### Task to carry out:
Copy each line below in which the string "Target" appears.

### Entries shown:
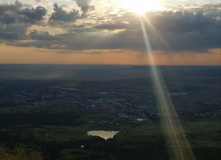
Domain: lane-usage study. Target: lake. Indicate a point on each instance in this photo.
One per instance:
(103, 134)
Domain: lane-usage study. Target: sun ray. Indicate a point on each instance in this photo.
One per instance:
(177, 142)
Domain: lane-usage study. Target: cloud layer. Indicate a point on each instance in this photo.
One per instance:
(183, 28)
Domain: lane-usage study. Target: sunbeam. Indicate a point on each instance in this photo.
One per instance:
(177, 142)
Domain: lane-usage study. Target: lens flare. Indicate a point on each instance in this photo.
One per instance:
(176, 140)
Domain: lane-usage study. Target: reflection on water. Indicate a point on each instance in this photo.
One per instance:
(103, 134)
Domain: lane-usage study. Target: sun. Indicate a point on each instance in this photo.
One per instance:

### Response to the task:
Domain: lane-usage study. Target: lake. Indicate a point on each instance in this photo.
Domain: lane-usage study. Target: sun ray. Indicate a point on each instance in this photo.
Domain: lane-usage study. Target: cloud layer. Indicate a point on each instance in this photo.
Domain: lane-usage study. Target: sunbeam. Indicate a point on each instance in this photo.
Domain: lane-usage study. Target: lens flare. Indicate a point on each instance in this photo.
Domain: lane-usage study. Target: reflection on water. Indicate a point on each instance in this photo.
Domain: lane-usage study. Target: sun. Indicate a point on each instance in this photo.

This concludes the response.